▸ **THE REQUEST**
Give the lines below as a numbered list, starting with the line that contains "Trail camera review — mark every statue's leg" and going on through the line that contains "xmin=149 ymin=230 xmax=179 ymax=317", with any blank lines left out.
:::
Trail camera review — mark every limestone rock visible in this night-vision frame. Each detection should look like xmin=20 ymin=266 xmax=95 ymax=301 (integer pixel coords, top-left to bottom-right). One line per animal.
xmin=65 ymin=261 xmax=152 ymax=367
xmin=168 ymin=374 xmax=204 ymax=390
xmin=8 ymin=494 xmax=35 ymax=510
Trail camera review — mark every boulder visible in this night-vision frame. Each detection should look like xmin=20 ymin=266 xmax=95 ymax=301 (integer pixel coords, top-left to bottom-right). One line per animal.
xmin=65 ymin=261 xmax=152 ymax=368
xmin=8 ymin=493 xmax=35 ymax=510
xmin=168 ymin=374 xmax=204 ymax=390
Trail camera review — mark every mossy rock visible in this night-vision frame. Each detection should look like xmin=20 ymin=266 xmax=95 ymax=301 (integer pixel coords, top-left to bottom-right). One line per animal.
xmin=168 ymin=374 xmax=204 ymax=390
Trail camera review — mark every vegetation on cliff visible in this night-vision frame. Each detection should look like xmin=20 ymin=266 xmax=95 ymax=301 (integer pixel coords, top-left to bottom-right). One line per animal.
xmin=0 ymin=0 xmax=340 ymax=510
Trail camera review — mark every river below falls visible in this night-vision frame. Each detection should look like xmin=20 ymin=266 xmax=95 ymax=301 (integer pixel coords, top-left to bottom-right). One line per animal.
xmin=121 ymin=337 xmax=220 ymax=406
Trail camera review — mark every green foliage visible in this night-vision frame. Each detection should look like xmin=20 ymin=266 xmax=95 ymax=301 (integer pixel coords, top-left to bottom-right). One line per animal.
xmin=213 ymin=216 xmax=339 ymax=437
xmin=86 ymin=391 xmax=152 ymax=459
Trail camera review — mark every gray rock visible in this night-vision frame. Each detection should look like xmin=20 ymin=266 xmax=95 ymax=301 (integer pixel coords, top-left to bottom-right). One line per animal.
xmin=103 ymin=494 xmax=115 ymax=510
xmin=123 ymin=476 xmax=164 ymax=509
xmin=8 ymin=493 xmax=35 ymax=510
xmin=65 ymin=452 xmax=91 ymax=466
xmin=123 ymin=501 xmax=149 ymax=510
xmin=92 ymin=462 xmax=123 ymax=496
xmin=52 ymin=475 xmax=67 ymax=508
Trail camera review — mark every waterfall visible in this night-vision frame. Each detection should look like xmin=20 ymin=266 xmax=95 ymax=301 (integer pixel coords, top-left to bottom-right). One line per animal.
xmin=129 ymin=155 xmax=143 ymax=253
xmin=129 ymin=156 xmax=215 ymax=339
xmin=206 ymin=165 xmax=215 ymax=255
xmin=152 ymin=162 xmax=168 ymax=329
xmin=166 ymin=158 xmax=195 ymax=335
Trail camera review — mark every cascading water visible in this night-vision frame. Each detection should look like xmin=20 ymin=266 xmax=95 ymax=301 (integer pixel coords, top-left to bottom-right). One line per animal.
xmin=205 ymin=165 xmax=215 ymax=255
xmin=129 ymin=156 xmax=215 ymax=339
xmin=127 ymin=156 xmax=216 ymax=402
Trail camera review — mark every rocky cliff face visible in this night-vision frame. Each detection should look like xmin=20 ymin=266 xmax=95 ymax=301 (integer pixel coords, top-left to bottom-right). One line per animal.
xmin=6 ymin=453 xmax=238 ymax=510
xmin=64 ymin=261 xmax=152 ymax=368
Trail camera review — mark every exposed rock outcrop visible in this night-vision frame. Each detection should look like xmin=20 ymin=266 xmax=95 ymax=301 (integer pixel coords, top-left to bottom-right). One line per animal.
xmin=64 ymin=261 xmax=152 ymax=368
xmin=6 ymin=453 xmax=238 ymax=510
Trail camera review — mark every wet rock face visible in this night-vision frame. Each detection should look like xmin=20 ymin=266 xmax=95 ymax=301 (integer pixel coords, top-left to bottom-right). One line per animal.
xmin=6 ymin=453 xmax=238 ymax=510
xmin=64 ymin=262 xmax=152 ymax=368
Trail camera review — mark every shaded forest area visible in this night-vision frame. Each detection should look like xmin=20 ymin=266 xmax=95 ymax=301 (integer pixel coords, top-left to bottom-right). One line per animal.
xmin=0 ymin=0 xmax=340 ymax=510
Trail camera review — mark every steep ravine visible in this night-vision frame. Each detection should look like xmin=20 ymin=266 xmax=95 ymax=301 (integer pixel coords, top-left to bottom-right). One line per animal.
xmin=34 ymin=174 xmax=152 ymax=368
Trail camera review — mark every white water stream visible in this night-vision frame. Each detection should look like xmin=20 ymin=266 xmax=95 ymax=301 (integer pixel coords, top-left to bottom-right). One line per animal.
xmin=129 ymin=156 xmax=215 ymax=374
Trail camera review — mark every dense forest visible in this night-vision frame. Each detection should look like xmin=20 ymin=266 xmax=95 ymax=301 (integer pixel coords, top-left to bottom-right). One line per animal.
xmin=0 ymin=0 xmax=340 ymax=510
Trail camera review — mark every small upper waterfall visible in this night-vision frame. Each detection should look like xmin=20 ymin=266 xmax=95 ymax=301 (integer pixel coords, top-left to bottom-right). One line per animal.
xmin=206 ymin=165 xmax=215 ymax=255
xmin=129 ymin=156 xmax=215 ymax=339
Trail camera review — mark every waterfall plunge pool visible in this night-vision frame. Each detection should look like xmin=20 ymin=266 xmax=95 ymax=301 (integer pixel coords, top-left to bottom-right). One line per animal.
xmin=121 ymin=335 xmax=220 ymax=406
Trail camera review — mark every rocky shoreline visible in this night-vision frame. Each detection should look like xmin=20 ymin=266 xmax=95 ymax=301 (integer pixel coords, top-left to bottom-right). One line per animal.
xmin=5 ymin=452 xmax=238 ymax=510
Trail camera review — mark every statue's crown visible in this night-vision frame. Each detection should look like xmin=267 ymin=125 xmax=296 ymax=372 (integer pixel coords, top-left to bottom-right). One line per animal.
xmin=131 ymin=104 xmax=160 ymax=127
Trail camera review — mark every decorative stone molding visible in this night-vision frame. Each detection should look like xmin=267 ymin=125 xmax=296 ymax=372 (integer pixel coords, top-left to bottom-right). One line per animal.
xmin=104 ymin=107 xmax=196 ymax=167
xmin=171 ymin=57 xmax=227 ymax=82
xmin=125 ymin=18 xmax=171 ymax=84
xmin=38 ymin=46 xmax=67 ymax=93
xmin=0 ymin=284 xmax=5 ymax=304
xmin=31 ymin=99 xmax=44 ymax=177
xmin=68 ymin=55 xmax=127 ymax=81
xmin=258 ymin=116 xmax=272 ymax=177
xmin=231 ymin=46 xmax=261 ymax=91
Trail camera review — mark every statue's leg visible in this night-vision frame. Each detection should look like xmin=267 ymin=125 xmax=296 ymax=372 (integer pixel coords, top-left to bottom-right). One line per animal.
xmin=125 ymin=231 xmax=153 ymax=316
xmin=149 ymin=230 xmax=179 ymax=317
:::
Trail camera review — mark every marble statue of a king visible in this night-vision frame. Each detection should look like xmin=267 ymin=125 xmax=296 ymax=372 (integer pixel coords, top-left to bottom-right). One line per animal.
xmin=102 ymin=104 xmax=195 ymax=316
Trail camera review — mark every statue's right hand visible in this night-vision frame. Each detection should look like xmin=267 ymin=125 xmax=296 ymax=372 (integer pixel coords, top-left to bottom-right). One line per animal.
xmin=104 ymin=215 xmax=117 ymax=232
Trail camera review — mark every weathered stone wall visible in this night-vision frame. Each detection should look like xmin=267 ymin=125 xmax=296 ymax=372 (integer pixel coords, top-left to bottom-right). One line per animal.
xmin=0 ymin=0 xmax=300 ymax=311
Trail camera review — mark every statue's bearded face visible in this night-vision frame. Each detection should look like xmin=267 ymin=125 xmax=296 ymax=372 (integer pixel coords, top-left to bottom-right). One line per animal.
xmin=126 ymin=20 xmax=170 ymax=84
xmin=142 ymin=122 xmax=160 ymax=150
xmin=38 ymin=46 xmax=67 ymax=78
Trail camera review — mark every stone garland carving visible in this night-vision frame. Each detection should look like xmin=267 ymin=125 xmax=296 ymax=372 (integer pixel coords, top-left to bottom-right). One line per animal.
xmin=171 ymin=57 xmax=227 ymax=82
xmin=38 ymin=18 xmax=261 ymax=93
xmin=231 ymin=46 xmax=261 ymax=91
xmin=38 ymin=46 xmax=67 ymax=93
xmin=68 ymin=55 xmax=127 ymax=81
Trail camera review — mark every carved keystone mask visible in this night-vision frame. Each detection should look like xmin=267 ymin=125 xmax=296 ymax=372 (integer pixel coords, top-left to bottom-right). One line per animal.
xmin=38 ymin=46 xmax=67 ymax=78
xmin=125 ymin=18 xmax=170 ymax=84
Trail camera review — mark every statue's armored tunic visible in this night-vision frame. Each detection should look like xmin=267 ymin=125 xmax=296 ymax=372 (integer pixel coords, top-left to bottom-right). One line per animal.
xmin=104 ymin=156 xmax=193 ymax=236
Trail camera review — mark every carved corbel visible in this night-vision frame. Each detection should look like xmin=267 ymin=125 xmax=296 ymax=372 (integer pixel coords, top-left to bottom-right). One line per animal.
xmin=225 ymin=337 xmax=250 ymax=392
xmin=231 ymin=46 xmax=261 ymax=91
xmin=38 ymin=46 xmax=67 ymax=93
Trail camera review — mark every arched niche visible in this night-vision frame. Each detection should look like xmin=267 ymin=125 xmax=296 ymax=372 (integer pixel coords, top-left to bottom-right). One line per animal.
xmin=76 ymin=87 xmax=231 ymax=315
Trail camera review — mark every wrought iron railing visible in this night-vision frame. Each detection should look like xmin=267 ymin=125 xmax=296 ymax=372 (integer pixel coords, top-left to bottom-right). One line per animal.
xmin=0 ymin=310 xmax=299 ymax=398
:::
▸ **SOLVED PROBLEM**
1. Trail camera review — mark every statue's leg visible in this night-vision frame. Each detection should look like xmin=267 ymin=125 xmax=296 ymax=372 (integer pixel coords, top-left to bottom-right). One line per animal.
2. xmin=125 ymin=231 xmax=153 ymax=316
3. xmin=149 ymin=230 xmax=179 ymax=317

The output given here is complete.